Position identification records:
>> Start

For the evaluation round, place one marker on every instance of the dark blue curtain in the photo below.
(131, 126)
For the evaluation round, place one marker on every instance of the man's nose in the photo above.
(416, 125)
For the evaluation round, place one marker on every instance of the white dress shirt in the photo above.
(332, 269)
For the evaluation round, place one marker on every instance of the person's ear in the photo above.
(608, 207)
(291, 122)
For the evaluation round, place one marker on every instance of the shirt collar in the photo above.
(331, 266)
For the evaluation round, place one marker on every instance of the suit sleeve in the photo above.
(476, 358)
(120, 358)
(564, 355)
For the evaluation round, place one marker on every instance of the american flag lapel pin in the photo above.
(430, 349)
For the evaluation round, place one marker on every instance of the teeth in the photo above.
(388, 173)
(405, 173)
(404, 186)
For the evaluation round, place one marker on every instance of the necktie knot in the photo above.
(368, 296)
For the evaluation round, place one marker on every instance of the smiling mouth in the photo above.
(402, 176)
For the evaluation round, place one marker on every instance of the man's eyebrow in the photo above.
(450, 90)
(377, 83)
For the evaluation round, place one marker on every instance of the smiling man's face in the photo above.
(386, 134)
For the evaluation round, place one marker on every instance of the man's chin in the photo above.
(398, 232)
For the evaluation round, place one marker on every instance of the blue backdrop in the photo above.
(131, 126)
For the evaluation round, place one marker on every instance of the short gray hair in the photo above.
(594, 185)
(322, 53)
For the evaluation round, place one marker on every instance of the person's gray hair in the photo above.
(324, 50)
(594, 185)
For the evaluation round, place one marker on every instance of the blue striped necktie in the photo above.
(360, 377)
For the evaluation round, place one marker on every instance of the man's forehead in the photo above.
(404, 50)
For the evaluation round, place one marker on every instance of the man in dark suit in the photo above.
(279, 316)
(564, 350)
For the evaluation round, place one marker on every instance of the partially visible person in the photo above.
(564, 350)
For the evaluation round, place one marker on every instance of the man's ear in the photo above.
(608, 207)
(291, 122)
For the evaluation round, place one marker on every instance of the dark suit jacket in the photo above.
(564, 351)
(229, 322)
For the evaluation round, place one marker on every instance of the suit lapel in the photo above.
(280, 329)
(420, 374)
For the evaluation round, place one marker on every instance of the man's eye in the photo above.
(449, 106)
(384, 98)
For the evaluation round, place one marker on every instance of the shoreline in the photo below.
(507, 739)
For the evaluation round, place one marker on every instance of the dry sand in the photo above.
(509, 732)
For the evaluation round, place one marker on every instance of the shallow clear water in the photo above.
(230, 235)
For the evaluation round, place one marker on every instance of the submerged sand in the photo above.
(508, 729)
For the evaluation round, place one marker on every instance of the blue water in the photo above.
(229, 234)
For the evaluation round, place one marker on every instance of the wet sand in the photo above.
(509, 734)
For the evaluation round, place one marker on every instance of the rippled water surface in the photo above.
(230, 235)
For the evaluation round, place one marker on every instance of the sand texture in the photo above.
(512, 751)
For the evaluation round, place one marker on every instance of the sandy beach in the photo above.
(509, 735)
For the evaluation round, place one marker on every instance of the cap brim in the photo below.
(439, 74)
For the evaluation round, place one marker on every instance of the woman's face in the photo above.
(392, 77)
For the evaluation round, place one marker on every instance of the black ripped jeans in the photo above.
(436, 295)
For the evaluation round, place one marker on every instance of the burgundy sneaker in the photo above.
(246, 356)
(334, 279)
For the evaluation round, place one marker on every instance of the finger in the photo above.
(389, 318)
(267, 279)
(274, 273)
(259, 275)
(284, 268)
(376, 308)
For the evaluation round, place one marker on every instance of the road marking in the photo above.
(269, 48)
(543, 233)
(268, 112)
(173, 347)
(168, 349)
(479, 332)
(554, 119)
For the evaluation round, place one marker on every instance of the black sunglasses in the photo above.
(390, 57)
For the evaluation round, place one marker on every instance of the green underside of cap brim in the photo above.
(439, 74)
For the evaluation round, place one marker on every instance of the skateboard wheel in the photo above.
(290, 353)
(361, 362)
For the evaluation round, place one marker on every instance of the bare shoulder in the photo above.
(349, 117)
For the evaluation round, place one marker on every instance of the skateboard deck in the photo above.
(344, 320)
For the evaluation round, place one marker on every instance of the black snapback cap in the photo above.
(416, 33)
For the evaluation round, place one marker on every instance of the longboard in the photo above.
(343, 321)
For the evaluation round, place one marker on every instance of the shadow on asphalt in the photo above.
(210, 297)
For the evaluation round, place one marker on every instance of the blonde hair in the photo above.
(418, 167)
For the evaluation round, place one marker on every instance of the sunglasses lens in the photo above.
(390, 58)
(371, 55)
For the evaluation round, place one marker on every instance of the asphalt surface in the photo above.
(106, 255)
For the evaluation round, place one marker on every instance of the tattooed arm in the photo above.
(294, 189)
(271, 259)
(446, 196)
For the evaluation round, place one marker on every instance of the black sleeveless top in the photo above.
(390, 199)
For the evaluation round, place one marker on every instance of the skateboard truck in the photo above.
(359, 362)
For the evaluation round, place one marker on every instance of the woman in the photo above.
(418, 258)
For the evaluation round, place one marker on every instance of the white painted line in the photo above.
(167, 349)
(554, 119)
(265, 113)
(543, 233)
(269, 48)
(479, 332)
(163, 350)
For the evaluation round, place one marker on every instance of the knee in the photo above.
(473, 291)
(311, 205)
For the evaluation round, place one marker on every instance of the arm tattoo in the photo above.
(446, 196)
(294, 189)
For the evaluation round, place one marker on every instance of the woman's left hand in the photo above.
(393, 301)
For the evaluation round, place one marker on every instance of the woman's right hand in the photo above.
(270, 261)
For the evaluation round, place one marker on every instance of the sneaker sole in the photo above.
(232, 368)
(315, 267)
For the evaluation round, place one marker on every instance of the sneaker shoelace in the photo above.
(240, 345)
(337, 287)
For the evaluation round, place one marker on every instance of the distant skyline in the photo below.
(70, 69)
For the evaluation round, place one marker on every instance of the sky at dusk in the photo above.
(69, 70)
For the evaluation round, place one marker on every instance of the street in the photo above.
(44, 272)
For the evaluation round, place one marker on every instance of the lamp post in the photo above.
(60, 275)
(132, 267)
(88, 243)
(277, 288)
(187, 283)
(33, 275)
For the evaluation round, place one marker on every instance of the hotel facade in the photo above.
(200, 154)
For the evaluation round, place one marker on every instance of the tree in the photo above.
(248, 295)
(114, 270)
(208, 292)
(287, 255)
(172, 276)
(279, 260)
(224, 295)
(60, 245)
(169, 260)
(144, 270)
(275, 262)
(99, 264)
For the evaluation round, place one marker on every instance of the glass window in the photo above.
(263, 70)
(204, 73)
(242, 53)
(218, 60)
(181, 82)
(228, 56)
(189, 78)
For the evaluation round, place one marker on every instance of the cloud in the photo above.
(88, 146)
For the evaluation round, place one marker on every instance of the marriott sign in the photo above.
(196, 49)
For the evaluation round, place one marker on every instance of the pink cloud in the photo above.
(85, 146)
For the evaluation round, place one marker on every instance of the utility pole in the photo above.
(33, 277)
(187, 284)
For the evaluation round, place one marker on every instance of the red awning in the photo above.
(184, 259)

>> End

- [REQUIREMENTS]:
Rewrite the lines from the one containing "awning in the photo above." through the end of the lines, replacing "red awning" with "striped awning" and leaving everything else unchanged.

- [THE ANSWER]:
For the evaluation round, place one marker on every instance of the striped awning in the photo above.
(184, 259)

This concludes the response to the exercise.